■ Supplied data:
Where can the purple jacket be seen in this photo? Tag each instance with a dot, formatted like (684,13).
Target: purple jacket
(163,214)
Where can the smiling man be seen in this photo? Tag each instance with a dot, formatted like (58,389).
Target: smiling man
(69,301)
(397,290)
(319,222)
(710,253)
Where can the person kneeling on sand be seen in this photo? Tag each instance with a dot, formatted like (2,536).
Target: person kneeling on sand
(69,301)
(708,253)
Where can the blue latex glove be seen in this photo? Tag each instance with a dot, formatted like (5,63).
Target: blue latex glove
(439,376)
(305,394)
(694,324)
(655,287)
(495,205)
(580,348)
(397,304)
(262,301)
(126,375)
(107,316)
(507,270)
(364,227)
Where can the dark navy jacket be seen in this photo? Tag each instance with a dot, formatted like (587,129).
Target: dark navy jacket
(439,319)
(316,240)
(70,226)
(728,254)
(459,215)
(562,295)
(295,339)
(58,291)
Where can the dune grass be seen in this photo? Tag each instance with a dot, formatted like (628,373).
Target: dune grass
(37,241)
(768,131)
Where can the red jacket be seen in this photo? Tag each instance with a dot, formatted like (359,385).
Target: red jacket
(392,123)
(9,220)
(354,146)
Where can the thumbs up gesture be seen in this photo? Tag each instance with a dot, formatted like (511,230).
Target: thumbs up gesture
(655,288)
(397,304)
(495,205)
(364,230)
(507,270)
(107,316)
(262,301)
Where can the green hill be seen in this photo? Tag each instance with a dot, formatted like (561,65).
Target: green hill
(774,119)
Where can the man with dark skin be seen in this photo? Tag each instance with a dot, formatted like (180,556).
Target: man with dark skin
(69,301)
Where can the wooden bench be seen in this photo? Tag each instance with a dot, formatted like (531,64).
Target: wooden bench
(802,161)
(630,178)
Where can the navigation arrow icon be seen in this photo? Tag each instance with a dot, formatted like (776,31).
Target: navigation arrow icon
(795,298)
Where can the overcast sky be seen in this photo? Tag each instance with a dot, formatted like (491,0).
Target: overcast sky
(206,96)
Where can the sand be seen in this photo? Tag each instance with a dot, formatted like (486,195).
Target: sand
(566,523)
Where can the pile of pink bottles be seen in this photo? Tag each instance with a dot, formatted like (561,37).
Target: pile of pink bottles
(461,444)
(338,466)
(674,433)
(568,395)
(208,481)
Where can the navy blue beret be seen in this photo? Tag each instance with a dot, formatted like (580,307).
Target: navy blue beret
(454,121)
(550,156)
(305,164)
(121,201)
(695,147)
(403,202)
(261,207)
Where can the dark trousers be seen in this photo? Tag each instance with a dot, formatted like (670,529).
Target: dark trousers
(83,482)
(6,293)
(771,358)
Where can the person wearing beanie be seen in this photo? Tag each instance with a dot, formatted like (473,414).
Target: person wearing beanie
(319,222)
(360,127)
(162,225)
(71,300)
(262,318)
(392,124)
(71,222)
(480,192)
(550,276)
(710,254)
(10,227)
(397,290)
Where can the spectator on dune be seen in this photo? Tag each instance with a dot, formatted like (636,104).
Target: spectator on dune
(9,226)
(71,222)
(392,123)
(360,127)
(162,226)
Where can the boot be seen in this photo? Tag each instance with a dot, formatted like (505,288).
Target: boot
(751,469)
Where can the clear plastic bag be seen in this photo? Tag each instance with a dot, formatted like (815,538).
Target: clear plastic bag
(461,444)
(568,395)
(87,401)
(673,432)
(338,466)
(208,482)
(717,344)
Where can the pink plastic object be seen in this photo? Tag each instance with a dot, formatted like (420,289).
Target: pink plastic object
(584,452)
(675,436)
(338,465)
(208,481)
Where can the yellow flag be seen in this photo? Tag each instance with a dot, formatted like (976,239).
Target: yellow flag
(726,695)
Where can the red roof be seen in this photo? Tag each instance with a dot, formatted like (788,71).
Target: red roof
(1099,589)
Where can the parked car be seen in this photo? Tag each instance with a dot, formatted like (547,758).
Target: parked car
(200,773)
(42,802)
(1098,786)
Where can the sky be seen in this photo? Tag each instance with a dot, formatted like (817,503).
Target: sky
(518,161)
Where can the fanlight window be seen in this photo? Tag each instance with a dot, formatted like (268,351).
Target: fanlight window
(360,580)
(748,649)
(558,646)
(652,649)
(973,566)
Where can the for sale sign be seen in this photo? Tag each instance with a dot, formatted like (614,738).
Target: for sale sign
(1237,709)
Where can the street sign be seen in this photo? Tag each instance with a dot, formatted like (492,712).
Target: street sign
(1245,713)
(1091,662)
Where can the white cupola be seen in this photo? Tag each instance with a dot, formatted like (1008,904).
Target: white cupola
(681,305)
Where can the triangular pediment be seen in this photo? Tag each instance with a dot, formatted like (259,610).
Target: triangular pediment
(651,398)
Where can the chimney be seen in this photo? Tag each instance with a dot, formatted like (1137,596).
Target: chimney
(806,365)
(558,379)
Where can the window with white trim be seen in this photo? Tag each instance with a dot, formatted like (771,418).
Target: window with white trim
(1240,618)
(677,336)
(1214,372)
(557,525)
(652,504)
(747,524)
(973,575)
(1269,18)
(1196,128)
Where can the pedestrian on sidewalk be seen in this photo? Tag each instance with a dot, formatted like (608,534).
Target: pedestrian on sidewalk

■ What you need to do: Each line of the data must be copied exactly as it appears.

■ Response area:
Where can the purple jacket be seen in this photo? Tag each instance with a dot, formatted like (684,13).
Target: purple jacket
(163,214)
Where can the smiling man be seen in this photo? Tag each instance with a dot, formatted like (58,389).
Target: smiling man
(69,301)
(397,290)
(319,222)
(710,253)
Where can the person kneeling on sand be seen in this photo? Tag each instance with a dot, formatted like (2,536).
Target: person kneeling on sand
(69,301)
(708,253)
Where can the blue latex glove be seen in this photo? Tag each instance with a dot, formatted like (5,63).
Target: blue latex glove
(439,376)
(305,394)
(694,324)
(655,287)
(495,205)
(580,348)
(397,304)
(262,301)
(126,375)
(107,316)
(507,270)
(364,227)
Where can the dark navy jacket be seen in this photo? Tag each instance with a dot, formatted like (587,129).
Target: dark navy jacket
(439,319)
(316,240)
(70,226)
(728,254)
(459,215)
(562,295)
(295,339)
(58,291)
Where can the dune grass be seen in this photo? Tag each instance with a dot, formatted like (628,373).
Target: dune grass
(37,241)
(768,131)
Where can the red jacket be seen in this photo? Tag each instance with a dot, formatted like (359,385).
Target: red jacket
(392,123)
(9,220)
(354,146)
Where can the thumbs up gesture be seen in this photo? Tag each instance with a dot, formatted like (511,230).
Target: thumbs up gesture
(655,288)
(397,304)
(495,205)
(364,230)
(507,270)
(107,316)
(262,301)
Where can the green hill be seen in this photo? Tag each instance with a dot, formatted like (561,65).
Target: green hill
(774,119)
Where can the man with dark skin be seen in this photo? Tag each instance with a dot, formatted like (180,556).
Target: man with dark skin
(69,301)
Where can the wooden bench be seen in this photo? Tag each instance with a dot, formatted like (531,64).
Target: wooden bench
(802,161)
(630,178)
Where can the navigation arrow icon be seen in this photo? Tag each instance with a dot, formatted like (776,31).
Target: navigation arrow icon
(795,298)
Where can the overcast sky be seen in this photo? Tag each instance with a dot, formatted like (491,0).
Target: overcast sky
(206,96)
Where can the sand be seen in this photo? Tag each instance with a dot, formatted like (486,195).
Target: sand
(566,523)
Where can the pile of pink bottles be seen in this photo? Tag each instance with a dot, formatted like (561,37).
Target: pile of pink bottles
(461,444)
(338,466)
(674,433)
(568,395)
(208,481)
Where can the navy blue beret be seen in this photo? Tag each instance with a dot, formatted like (580,307).
Target: navy blue beret
(454,121)
(550,156)
(305,164)
(121,201)
(695,147)
(403,202)
(261,207)
Where can the dark trousers be seen in this photo? Tag each instance with a dot, formatted like (670,529).
Target: dark trousers
(83,482)
(6,293)
(771,358)
Where can the person wearing beanie be seen in this photo? Tag each instance with a dot, formatted like (473,414).
Target: person wearing beanie
(319,222)
(360,127)
(162,225)
(71,300)
(262,318)
(392,124)
(71,222)
(480,192)
(550,276)
(710,254)
(10,227)
(397,290)
Where can the spectator on dune be seen in this photo? Tag each instance with a dot, formatted like (636,104).
Target: spectator on dune
(9,226)
(71,222)
(392,123)
(360,127)
(162,226)
Where can the boot be seen in this photo? Tag each instance with a dot, formatted like (505,288).
Target: boot
(751,469)
Where can the clear plastic bag be seen in this photo? Tag each instance with a dot, formatted like (815,538).
Target: clear plastic bag
(461,444)
(568,395)
(87,401)
(673,432)
(338,466)
(208,482)
(717,344)
Where can the pink plastic object be seen in this photo? Tag each instance with a dot, formatted like (420,289).
Target: pink plastic object
(584,452)
(675,436)
(338,465)
(208,481)
Where can the yellow flag be seen in this photo? Tag each instance with a dot, formatted like (976,239).
Target: yellow flag
(726,695)
Where can the red roof be seen in this photo? Tag each instance with a dot, formatted like (788,71).
Target: red roof
(1099,589)
Where can the parked car be seen in this photo? Tag each instance with a dot, formatted like (547,758).
Target: parked car
(200,773)
(42,802)
(1098,786)
Where can the sky be seen in this photo? Tag each instance with a dot, formatted like (817,503).
Target: sky
(518,161)
Where can the fanlight window be seen in this photo? Tag each instance with a dot, formatted like (268,351).
Target: fanlight window
(360,580)
(748,649)
(558,646)
(652,649)
(973,566)
Where can the for sale sign be seen in this photo? Tag each instance with a dot, formatted like (614,738).
Target: for sale sign
(1237,709)
Where can the street sign be seen in this photo? Tag each instance with a dot, formatted like (492,712).
Target: street sign
(1245,713)
(1091,662)
Where can the white cupola be seen in this photo? Tag each instance with a dot, formatted like (1008,904).
Target: white cupola
(681,305)
Where can the triangular pediment be seen in this photo? Tag each instance with a dot, formatted like (259,610).
Target: triangular pediment
(651,398)
Where can the chimney be seen in this photo? Tag each instance with a dot, formatted like (1137,596).
Target: chimney
(806,365)
(558,379)
Where can the window with white trim be seen in this photo? Tag each instance with a dot, formatted like (771,418).
Target: window with white trim
(1240,618)
(677,336)
(1214,372)
(557,525)
(652,504)
(747,524)
(973,575)
(1269,18)
(1196,128)
Where can the pedestrian on sidewalk be seen in this photo? Tag each instance with a dot, formatted like (608,534).
Target: pedestrian on sidewalk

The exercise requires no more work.